Data records
◇ ◇ ◇ ◇
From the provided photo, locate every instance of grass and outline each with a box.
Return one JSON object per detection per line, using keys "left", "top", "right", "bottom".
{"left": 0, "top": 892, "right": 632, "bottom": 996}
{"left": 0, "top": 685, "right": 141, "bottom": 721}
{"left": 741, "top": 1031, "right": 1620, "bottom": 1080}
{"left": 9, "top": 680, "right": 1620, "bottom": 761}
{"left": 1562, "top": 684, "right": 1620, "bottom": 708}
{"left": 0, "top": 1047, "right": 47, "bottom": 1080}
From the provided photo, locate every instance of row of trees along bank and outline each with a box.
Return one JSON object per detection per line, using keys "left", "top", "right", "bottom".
◇ ◇ ◇ ◇
What the task asks:
Respond with the exact lines running from the one that contains "From the provided photo, locate every instance of row" through the last line of the data above, and no other lines.

Answer area:
From the provided photo, locate every instance of row of trees along bank and outline each with a box.
Return one JSON object per detection per line, using keys "left", "top", "right", "bottom".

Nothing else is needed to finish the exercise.